→ **本文**
テストでものすごく悪い成績をとってしまったとき、そのことを親に報告する。仕事で失敗してしまったことを上司に報告しなければいけないなどです。

相手を怒らせたり、失望させることは目に見えています。

このため、できることなら伝えたくありません。言い出す心理的ハードルも高いものです。かといってずっといい出さないでいると、自分の中の心理的ハードルが時間経過とともに上がっていき余計に言い出しにくくなってしまいます。

その結果、相手は「なんでもっと早く言わなかったんだ!」と激怒することになるでしょう。あるいは直ぐに対処すればなんとかなった失敗が、時間が経ってしまったことで取り返しのつかない事態に陥るかもしれません。

ここでは人間心理を上手に使って、悪いニュースを相手にそこまで悪い印象を与えずに伝える方法について解説しています。


もっと悪いウソを伝える

伝えなければいけない悪いニュースを相手にそこまで悪い印象を与えずに伝える方法は「もっと悪いウソを先に伝える」ことです。

大学の試験で悪い成績をとった学生

試験の成績を報告することを義務付けられている大学生A君がいたとします。

A君の親は二人とも高校の教員で学業成績に対してとても厳しく育てていました。毎月の仕送り額は学業成績と連動していますし、テストの結果が悪ければ一人暮らしをやめさせ実家から通わされるリスクがあります。

ところがA君はテストで数学と科学の成績で最低評価をとってしまいました。親にどう伝えるべきか悩んだ結果次のような手紙を送ることを思いつきました。

親愛なるお父さん・お母さんへ

大学に入学して以来連絡がおろそかになってしまいすみません。

今回手紙を書いたのはこれまでにあったことを正直に伝えなければいけないと思ったからです。とても大事な話なのでテレビを消して2人で正座して読んでください。

→ **課題**
**a.** 悪いニュースをずっと言い出さないでいると起こりうることとして、本文が挙げているものをすべて書き出しなさい。
**b.** 本文を読み、次の問いに答えなさい。
(i) A君の親の職業は何か。
(ii) A君が最低評価をとった科目は何か。
(iii) A君は手紙をどのように読むよう親に頼んでいるか。
**c.** 本文のうち、「試験の成績を報告することを義務付けられている大学生A君がいたとします。」で始まり「大学に入学して以来連絡がおろそかになってしまいすみません。」までの部分を、一字一句そのまま打ち直しなさい。

→ **資料抜粋**
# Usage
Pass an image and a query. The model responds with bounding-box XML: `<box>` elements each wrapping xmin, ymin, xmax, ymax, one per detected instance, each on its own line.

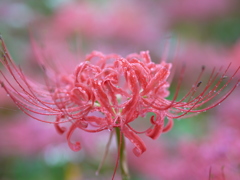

→ **解答**
**a.**
・自分の中の心理的ハードルが時間経過とともに上がっていき、余計に言い出しにくくなる
・相手が「なんでもっと早く言わなかったんだ!」と激怒する
・直ぐに対処すればなんとかなった失敗が、時間が経ってしまったことで取り返しのつかない事態に陥る

**b.**
(i) 二人とも高校の教員
(ii) 数学と科学
(iii) テレビを消して2人で正座して読む

**c.**
試験の成績を報告することを義務付けられている大学生A君がいたとします。

A君の親は二人とも高校の教員で学業成績に対してとても厳しく育てていました。毎月の仕送り額は学業成績と連動していますし、テストの結果が悪ければ一人暮らしをやめさせ実家から通わされるリスクがあります。

ところがA君はテストで数学と科学の成績で最低評価をとってしまいました。親にどう伝えるべきか悩んだ結果次のような手紙を送ることを思いつきました。

親愛なるお父さん・お母さんへ

大学に入学して以来連絡がおろそかになってしまいすみません。